- TASK MATERIAL
___
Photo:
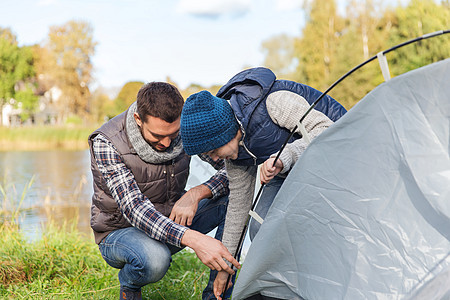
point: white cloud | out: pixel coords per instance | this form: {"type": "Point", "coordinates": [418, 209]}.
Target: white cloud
{"type": "Point", "coordinates": [47, 2]}
{"type": "Point", "coordinates": [286, 5]}
{"type": "Point", "coordinates": [213, 8]}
___
Extract every row above verbatim, line for line, and omit the pictures from your output.

Photo:
point: white cloud | out: pixel coords per instance | this form: {"type": "Point", "coordinates": [418, 209]}.
Target: white cloud
{"type": "Point", "coordinates": [47, 2]}
{"type": "Point", "coordinates": [286, 5]}
{"type": "Point", "coordinates": [213, 8]}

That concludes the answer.